** START Entries shown **

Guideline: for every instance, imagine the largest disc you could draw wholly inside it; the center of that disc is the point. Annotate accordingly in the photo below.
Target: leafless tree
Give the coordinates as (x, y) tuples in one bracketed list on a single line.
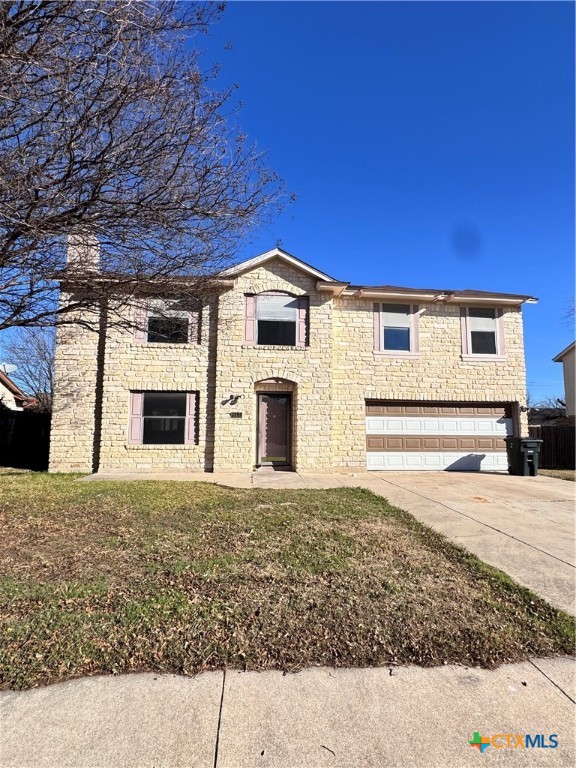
[(31, 351), (110, 130)]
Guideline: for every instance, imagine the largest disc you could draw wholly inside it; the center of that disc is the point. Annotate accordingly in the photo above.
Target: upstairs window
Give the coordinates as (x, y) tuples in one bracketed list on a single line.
[(396, 329), (177, 322), (168, 330), (481, 332), (275, 319), (163, 418)]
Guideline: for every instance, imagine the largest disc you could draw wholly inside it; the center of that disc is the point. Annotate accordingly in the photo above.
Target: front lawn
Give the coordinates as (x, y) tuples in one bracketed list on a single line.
[(118, 577)]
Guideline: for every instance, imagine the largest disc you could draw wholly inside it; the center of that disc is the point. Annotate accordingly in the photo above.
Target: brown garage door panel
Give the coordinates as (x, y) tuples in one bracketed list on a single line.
[(376, 443), (376, 408)]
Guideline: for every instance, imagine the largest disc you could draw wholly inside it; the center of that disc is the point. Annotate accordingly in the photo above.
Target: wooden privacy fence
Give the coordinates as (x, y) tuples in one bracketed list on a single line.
[(557, 449), (24, 439)]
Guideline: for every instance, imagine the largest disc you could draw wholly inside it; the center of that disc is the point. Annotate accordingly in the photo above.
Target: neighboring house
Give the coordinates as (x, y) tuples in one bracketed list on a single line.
[(568, 359), (289, 368), (11, 396), (540, 416)]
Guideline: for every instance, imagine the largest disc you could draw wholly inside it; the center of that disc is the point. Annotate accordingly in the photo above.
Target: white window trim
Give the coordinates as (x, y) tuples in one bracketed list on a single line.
[(414, 326), (467, 353)]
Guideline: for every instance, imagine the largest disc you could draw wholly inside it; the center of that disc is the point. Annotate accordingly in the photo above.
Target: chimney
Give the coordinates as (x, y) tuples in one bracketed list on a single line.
[(83, 252)]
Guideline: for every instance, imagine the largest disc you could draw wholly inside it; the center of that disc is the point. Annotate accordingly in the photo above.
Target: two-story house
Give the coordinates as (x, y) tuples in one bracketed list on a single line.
[(284, 366)]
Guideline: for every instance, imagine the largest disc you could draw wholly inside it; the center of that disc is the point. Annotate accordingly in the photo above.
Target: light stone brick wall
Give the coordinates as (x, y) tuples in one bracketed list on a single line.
[(72, 426), (138, 366), (330, 380)]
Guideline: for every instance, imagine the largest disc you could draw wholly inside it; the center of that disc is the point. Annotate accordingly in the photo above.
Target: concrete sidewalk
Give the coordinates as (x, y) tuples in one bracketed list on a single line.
[(522, 525), (319, 718)]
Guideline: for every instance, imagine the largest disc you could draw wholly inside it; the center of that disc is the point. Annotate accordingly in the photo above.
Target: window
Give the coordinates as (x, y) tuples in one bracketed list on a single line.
[(168, 330), (276, 319), (396, 329), (481, 334), (175, 323), (163, 418)]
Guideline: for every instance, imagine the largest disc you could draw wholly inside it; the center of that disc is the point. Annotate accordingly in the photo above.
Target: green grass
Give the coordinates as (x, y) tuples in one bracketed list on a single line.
[(130, 576)]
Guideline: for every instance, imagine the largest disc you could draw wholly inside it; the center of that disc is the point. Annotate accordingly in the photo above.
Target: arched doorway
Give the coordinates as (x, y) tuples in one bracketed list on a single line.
[(275, 432)]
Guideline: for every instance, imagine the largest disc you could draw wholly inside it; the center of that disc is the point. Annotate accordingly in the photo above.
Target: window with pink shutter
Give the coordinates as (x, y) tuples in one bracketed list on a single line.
[(163, 418)]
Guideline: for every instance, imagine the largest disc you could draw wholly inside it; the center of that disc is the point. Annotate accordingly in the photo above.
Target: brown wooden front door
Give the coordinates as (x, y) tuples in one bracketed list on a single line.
[(274, 415)]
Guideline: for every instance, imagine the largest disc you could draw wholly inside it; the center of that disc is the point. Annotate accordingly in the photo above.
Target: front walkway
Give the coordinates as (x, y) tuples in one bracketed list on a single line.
[(522, 525), (318, 718)]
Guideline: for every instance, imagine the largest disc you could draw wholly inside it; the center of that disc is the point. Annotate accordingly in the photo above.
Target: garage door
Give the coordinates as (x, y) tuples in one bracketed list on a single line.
[(441, 435)]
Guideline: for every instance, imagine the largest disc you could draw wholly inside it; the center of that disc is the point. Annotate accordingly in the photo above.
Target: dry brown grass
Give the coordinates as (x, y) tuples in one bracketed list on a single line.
[(561, 474), (117, 577)]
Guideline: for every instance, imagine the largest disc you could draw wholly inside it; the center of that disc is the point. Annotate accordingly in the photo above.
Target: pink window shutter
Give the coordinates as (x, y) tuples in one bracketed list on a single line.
[(501, 348), (191, 408), (250, 320), (136, 421), (302, 322), (377, 329), (194, 327), (464, 330), (140, 330)]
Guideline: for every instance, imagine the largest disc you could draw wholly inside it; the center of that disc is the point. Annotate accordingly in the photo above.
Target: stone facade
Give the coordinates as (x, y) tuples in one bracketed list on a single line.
[(329, 380)]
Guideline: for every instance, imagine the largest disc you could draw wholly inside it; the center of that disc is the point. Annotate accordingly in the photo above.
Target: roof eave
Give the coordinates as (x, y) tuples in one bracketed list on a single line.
[(561, 355)]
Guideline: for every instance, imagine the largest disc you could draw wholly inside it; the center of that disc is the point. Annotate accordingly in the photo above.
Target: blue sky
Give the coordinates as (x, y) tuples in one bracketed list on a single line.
[(430, 145)]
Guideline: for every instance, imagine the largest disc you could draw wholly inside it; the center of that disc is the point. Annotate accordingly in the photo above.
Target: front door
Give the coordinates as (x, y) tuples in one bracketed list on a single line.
[(274, 413)]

** END Entries shown **

▶ _Goal_: Please rewrite all the entries above with "Guideline" changed to "Rule" and every other word left as it is. Leave out the pictures.

▶ _Output of the task_:
Rule: for every instance, imagine the largest disc you could draw wholly inside it; the center of that disc is the point. Annotate accordingly in the photo below.
Target: leafless tree
Give the coordinates as (x, y) tuples in one bracketed list on a single line.
[(31, 351), (110, 130)]
Rule: for every instance, imagine the largest disc you could draw wholly inside it; the center of that disc is the point. Annotate accordingly in the photo above.
Target: upstairs window
Give the coordinates as (x, y) tuples in one bracketed list on a single line.
[(396, 329), (177, 322), (168, 330), (481, 332), (275, 319), (163, 418)]
Rule: for every instance, imagine the largest disc you could draw wholly inside it; the center of that disc is the point. Annotate accordingly in the photo above.
Target: front lawn
Give the coordinates as (x, y) tuples in one bracketed list on a single line.
[(118, 577)]
Rule: for every instance, imagine the largest disc you could draw wholly inside it; the center of that disc is the point. Annotate accordingly in the photo above.
Target: brown garage door panel
Give the coordinates as (x, y) tuples in one bracketed list on a single line.
[(376, 443), (376, 408)]
Rule: for every instance, imagine the largest disc you could draw wholly inside it; the center of that disc is the point. Annotate accordingly in the photo above.
Target: wooden privacy fence
Give the coordinates as (x, y) tuples in one bracketed list on a single line.
[(557, 449), (24, 439)]
Rule: for every instance, imagine the largest disc you could draw wholly inside it; the center of that disc is the point. Annotate accordingly in the photo above.
Target: neighboring house
Give the coordinates as (x, y) tuples in one bracketed list on a single line.
[(568, 359), (289, 368), (11, 396), (540, 416)]
Rule: for every instance, imagine the largest disc you could draw wholly inside it; the center of that disc is the point. Annotate accordingly in the photo above.
Target: white window trim
Give the coordinates as (x, y) tuples in one bracketed list on a single line.
[(414, 326), (467, 353)]
Rule: for every instance, imagine the largest disc you could draw wholly inside it; the center of that disc is the point. Annotate accordingly in the photo above.
Target: chimney
Give the coordinates as (x, y) tuples in one bracketed list on a single line.
[(83, 252)]
Rule: for every instance, imagine the largest disc you could draw wholly inside it; the center of that disc is the point. Annotate accordingly in the photo above.
Target: two-story house
Give the coordinates as (x, y) tuples in one bracketed list on a single line.
[(284, 366)]
Rule: for every instance, imagine the largest disc you could draw wholly inside it; the center of that disc is the point. Annotate accordingly in the photo above.
Target: light stone brick wall
Give the coordinates as (x, y) tuples in one bracketed list on a single line.
[(72, 426), (138, 366), (330, 380)]
Rule: for every instance, imagine the largest disc you could draw wholly inside it; the center of that disc is the point. Annotate accordingly in the photo above.
Target: concrete sidewalk
Give the coordinates as (x, y) tuples in one bracketed list on a single line.
[(522, 525), (319, 718)]
Rule: for every instance, imagine the largest disc you could draw wholly inside it; the center of that disc is the point. Annotate accordingly in the photo above.
Target: window
Give the coordinates as (x, y) tuples in one bracketed list on a single line.
[(168, 330), (276, 319), (396, 329), (481, 334), (175, 323), (163, 418)]
Rule: for every instance, imagine the largest disc you could draw wholly inside it; the center of that disc is the point. Annotate accordingly in the photo above.
Target: green grass
Give the coordinates as (x, y) tuples in one bracketed list on a single line.
[(130, 576)]
Rule: for every instance, imagine the largest disc you could draw wholly inside it; the center of that disc is the point. Annotate accordingly in the photo above.
Target: arched doorway
Give the coordinates as (x, y) tuples in one bracketed list on a single line.
[(275, 432)]
Rule: for every instance, imagine the largest disc you could draw wholly inside it; the center of that disc is the point. Annotate accordingly in the photo above.
Target: window with pink shutter
Give the coordinates as (x, y) tuples in one bracketed list on a single line.
[(163, 418)]
Rule: for every instance, imagine the largest disc you could draw wholly inside it; the center of that disc is the point. Annotate accordingly in the photo above.
Target: brown wooden front door
Give the coordinates as (x, y) tuples in one bracketed list on a single line.
[(274, 415)]
Rule: for every instance, imagine the largest disc you could draw wholly inside it; the center of that disc is the point. Annotate accordingly in the photo above.
Target: front walkway
Give the coordinates as (x, y) tuples in one bracketed list on a single line.
[(522, 525), (318, 718)]
Rule: for every instance, imagine the largest disc you could draw wholly inside it; the center of that disc is the point. Annotate accordingly in the photo above.
Target: garage door
Give the coordinates as (x, y) tuples in one bracketed list on a single line.
[(441, 435)]
Rule: for every instance, imagine the largest disc you could draw wholly inside it; the center of that disc is the point. Annotate accordingly in the photo above.
Target: dry brown grass
Give the coordinates as (x, y) tuples in one bracketed list on a single line.
[(561, 474), (117, 577)]
Rule: for every instance, imagine the largest disc you could draw wholly inside it; the center of that disc is the point. Annotate accordingly in the photo above.
Target: pink window shutter
Give the coordinates as (x, y) tuples in one bracketed list on a single line.
[(501, 348), (191, 408), (250, 320), (136, 421), (302, 322), (377, 329), (194, 327), (464, 330), (140, 330)]
Rule: for every instance, imagine the largest disc you could draw wholly inside it; the center of that disc is the point. Annotate accordingly in the photo above.
Target: stone facade
Give the coordinates as (x, y) tuples in one bracketed list on a single line.
[(329, 380)]
Rule: for every instance, imagine the largest disc you could draw wholly inside it; the center of that disc is the point. Annotate accordingly in the photo above.
Target: roof eave
Give the coordinates as (x, y) tuples in one bracketed list on a single line.
[(561, 355)]
Rule: for every instance, imagine the largest disc you could draw wholly inside it; the center of that disc is the point. Annotate accordingly in the photo above.
Target: blue sky
Give the coordinates as (x, y) tuples in one bracketed list on a single line.
[(430, 145)]
Rule: for every instance, imagine the largest disc you could draw wholly inside it; the center of that disc is the point. Annotate accordingly in the photo above.
Target: front door
Give the coordinates as (x, y) tuples in one bracketed list on a single line.
[(274, 413)]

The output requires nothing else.